WORK TO DO: Please convert every line of the records below into a Markdown table with two columns, Row for the line number and Text for the line itself, skipping any blank lines.

EXERCISE MATERIAL:
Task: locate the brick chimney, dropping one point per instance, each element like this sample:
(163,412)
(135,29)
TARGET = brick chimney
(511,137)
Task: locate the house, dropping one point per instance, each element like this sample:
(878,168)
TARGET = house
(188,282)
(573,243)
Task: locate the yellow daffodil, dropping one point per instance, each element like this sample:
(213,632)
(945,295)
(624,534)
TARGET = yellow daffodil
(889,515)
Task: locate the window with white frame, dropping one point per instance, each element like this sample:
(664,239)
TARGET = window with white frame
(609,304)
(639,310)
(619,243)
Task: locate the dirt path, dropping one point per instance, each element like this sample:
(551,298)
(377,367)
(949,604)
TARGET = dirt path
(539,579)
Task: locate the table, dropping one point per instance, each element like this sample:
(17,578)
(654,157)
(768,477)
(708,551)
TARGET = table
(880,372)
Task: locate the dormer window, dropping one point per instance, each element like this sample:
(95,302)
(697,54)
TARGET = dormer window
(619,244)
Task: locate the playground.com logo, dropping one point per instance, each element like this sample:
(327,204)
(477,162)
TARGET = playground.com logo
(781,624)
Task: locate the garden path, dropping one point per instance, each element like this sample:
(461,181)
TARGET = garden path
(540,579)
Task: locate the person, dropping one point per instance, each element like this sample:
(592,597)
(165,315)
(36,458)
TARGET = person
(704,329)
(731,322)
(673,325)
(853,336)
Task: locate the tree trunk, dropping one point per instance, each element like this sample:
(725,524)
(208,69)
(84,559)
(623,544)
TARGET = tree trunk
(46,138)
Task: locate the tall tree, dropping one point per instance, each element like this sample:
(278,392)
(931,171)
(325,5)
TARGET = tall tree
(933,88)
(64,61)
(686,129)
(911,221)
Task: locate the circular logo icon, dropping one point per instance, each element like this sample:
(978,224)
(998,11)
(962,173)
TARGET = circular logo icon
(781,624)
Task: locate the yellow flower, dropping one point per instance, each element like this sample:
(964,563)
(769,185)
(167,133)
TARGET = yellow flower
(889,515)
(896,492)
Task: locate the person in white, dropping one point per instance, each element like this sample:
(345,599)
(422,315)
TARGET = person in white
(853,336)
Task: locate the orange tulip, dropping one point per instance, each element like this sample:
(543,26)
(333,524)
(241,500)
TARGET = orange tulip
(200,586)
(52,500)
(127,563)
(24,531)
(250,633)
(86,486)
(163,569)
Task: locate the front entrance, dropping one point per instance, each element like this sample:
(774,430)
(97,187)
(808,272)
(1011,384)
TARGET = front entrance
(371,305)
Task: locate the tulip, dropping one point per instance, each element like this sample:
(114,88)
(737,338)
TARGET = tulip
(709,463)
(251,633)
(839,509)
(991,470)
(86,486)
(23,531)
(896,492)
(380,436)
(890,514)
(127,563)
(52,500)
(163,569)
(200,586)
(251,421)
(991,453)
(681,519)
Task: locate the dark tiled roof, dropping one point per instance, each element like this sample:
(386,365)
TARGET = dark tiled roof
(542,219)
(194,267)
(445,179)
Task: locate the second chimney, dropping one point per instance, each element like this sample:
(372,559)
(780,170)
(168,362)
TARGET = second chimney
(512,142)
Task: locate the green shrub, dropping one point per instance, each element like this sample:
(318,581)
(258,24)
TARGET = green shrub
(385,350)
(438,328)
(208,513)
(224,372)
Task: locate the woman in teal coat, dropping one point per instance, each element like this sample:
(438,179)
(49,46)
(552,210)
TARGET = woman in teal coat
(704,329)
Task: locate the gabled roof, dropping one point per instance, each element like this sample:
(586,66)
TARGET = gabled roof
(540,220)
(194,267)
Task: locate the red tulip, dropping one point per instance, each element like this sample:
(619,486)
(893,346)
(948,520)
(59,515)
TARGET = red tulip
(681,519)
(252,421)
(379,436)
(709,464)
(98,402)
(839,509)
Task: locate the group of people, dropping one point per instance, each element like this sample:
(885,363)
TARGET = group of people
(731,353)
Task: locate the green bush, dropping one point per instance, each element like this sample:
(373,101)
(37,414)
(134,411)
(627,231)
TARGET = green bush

THE OUTPUT:
| Row | Text |
|---|---|
| 1 | Task: locate the brick chimney, dropping one point per instance, each element like this sample: |
| 2 | (163,412) |
| 3 | (135,29) |
| 4 | TARGET = brick chimney |
| 5 | (511,137) |
| 6 | Task: locate the house, dropping one point per instance, each element like this sample: |
| 7 | (878,168) |
| 8 | TARGET = house |
| 9 | (188,282) |
| 10 | (573,243) |
| 11 | Task: locate the yellow daffodil, dropping one point per instance, each element like this sample: |
| 12 | (213,632) |
| 13 | (945,295) |
| 14 | (624,534) |
| 15 | TARGET = yellow daffodil |
| 16 | (889,515) |
| 17 | Task: locate the window with white frame, dropping one point per instance, each element like this sample: |
| 18 | (664,239) |
| 19 | TARGET = window with white frame |
| 20 | (609,304) |
| 21 | (639,310) |
| 22 | (619,243) |
| 23 | Task: locate the dirt path, dropping one point per instance, each element like this sample: |
| 24 | (551,298) |
| 25 | (377,367) |
| 26 | (949,604) |
| 27 | TARGET = dirt path |
| 28 | (539,579) |
| 29 | Task: locate the table, dropping one point per instance, each element like this sample: |
| 30 | (17,578) |
| 31 | (654,157) |
| 32 | (768,477) |
| 33 | (708,551) |
| 34 | TARGET = table |
| 35 | (880,372) |
| 36 | Task: locate the dormer window, dropping one point per instance, each element like this sample: |
| 37 | (95,302) |
| 38 | (697,54) |
| 39 | TARGET = dormer window |
| 40 | (619,244) |
| 41 | Task: locate the playground.com logo, dropping one point per instance, each element like this sample: |
| 42 | (327,204) |
| 43 | (477,162) |
| 44 | TARGET = playground.com logo |
| 45 | (781,624) |
| 46 | Task: locate the garden path, dropping one point per instance, each element like this sample: |
| 47 | (461,181) |
| 48 | TARGET = garden path |
| 49 | (540,579) |
| 50 | Task: locate the person, dropping one point per instance, each element like this sample: |
| 51 | (592,597) |
| 52 | (165,315) |
| 53 | (36,458) |
| 54 | TARGET = person |
| 55 | (704,329) |
| 56 | (731,322) |
| 57 | (673,325) |
| 58 | (853,336) |
| 59 | Task: locate the tree trunk, dropping one point per instance, each element like this sample: |
| 60 | (725,524) |
| 61 | (208,69) |
| 62 | (84,559) |
| 63 | (623,544) |
| 64 | TARGET = tree trunk |
| 65 | (46,138) |
| 66 | Task: locate the tall tree, dropping one point per instance, each element like this sample: |
| 67 | (278,392) |
| 68 | (931,171) |
| 69 | (325,5) |
| 70 | TARGET = tall tree |
| 71 | (933,88) |
| 72 | (64,61) |
| 73 | (686,129) |
| 74 | (911,221) |
| 75 | Task: locate the circular logo icon, dropping one point per instance, each element like this sample: |
| 76 | (978,224) |
| 77 | (998,11) |
| 78 | (962,173) |
| 79 | TARGET = circular logo icon |
| 80 | (781,624) |
| 81 | Task: locate the yellow flower, dropping one point per instance, each element like this sample: |
| 82 | (964,563) |
| 83 | (769,185) |
| 84 | (167,133) |
| 85 | TARGET = yellow flower |
| 86 | (889,515) |
| 87 | (896,492) |
| 88 | Task: locate the person in white, dropping one point per instance, each element like this sample: |
| 89 | (345,599) |
| 90 | (422,315) |
| 91 | TARGET = person in white |
| 92 | (853,336) |
| 93 | Task: locate the orange tulip, dropping one point per instance, each element like this sample: |
| 94 | (543,26) |
| 95 | (333,524) |
| 96 | (241,500) |
| 97 | TARGET = orange tulip |
| 98 | (200,586) |
| 99 | (52,500) |
| 100 | (127,563) |
| 101 | (24,531) |
| 102 | (250,633) |
| 103 | (86,486) |
| 104 | (163,569) |
| 105 | Task: locate the front entrance, dropping one point per instance, each element like this sample: |
| 106 | (774,430) |
| 107 | (97,187) |
| 108 | (808,272) |
| 109 | (1011,384) |
| 110 | TARGET = front entrance |
| 111 | (371,305) |
| 112 | Task: locate the tulip, dropping one point per instance, each element like this sample: |
| 113 | (114,88) |
| 114 | (737,338) |
| 115 | TARGET = tulip |
| 116 | (709,463) |
| 117 | (251,633) |
| 118 | (839,509) |
| 119 | (991,470) |
| 120 | (86,486) |
| 121 | (23,531) |
| 122 | (896,492) |
| 123 | (380,436) |
| 124 | (890,514) |
| 125 | (127,563) |
| 126 | (52,500) |
| 127 | (163,569) |
| 128 | (200,586) |
| 129 | (251,421) |
| 130 | (991,453) |
| 131 | (681,519) |
| 132 | Task: locate the dark tiled roof, dropping one point per instance, each element like this sample: |
| 133 | (386,365) |
| 134 | TARGET = dark tiled roof |
| 135 | (542,219) |
| 136 | (194,267) |
| 137 | (445,179) |
| 138 | Task: locate the second chimney, dropping one point per instance, each element like this sample: |
| 139 | (372,559) |
| 140 | (780,170) |
| 141 | (168,362) |
| 142 | TARGET = second chimney |
| 143 | (512,142) |
| 144 | Task: locate the green shrub, dropping one point per instance, each element like this sample: |
| 145 | (318,581) |
| 146 | (258,24) |
| 147 | TARGET = green shrub |
| 148 | (385,350) |
| 149 | (438,328) |
| 150 | (208,513) |
| 151 | (224,372) |
| 152 | Task: locate the woman in teal coat, dropping one point per instance, each element like this sample: |
| 153 | (438,179) |
| 154 | (49,46) |
| 155 | (552,210) |
| 156 | TARGET = woman in teal coat |
| 157 | (704,329) |
| 158 | Task: locate the gabled roof, dropping one point per instance, each element like this sample: |
| 159 | (586,66) |
| 160 | TARGET = gabled roof |
| 161 | (540,220) |
| 162 | (194,267) |
| 163 | Task: locate the red tulip, dropping one point per instance, each element like this sample: |
| 164 | (619,486) |
| 165 | (893,346) |
| 166 | (948,520) |
| 167 | (59,515) |
| 168 | TARGET = red tulip |
| 169 | (681,519) |
| 170 | (252,421) |
| 171 | (379,436) |
| 172 | (709,464) |
| 173 | (98,402) |
| 174 | (839,509) |
| 175 | Task: locate the group of people, dropping one point per instance, each element like this sample: |
| 176 | (885,363) |
| 177 | TARGET = group of people |
| 178 | (731,353) |
| 179 | Task: locate the green bush, dropping one point per instance, each element like this sample: |
| 180 | (373,101) |
| 181 | (37,414) |
| 182 | (134,411) |
| 183 | (627,231) |
| 184 | TARGET = green bush |